Save our secretaries! City layoffs endanger school workers

If the principal is the head of a school, the secretary is the heart of the school office. Secretaries welcome visitors, answer phones, translate for parents, hand out band-aids and ice packs, comfort sick children waiting for their parents to pick them up, sort mail, handle essential paperwork for the principal and other school staff, and generally keep the school running from day to day. At my daughter’s elementary school, “Ms. Grace” greets children and parents with a warm smile and a “Hello darling!”; when the playground felt too chaotic she would let my oldest “visit” and bang on her typewriter.

But some of our school secretaries are in danger of being bumped out of their jobs by more senior City workers who have been laid off by their departments as part of the City budget crisis. For almost a century, certain public jobs in San Francisco have been governed by the Civil Service System, a system of complex rules and job classifications intended to make the hiring, seniority and layoffs of government positions work in an orderly way.  There are arguments in favor of the Civil Service rules, including the fact that having these objective rules allowed women and people of color to advance into positions offering them secure futures and a living wage.

Provided material:

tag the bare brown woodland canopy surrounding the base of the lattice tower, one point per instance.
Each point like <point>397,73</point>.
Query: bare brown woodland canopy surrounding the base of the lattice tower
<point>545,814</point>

Questions to answer:
a - According to the article on school secretaries, for how long have certain public jobs in San Francisco been governed by the Civil Service System?
b - List every duty that the article on school secretaries assigns to secretaries in its first paragraph.
c - Pick up the article on school secretaries after its final sentence and write the next part.

Outputs in order:
a - For almost a century.

b -
- Welcome visitors
- Answer phones
- Translate for parents
- Hand out band-aids and ice packs
- Comfort sick children waiting for their parents to pick them up
- Sort mail
- Handle essential paperwork for the principal and other school staff
- Keep the school running from day to day

c -
However, even though the school district is a state agency, we are considered to be a city department by the City’s Human Resources department, and some (but by no means all) of our jobs are considered interchangeable with other City positions (the history and reasons behind this are too complex to go into here, even if I were able to fully explain them). When layoffs happen, either in the school district or in the City, laid off workers may use their seniority to “bump” less senior employees from their positions.  This year, the City laid off a number of clerical workers, but the school district did not. Now, more senior “Clerk/Typists” who lost their City jobs are bumping into our school secretary positions (the duties and requirements of both positions are considered to be equivalent by the Civil Service Commission). Some of those secretaries may be able to “bump” less senior City or school district workers and stay employed, but the end result will still be devastating, because schools will lose their beloved secretaries and at least some less senior school district employees will lose their jobs — even though we did not lay them off.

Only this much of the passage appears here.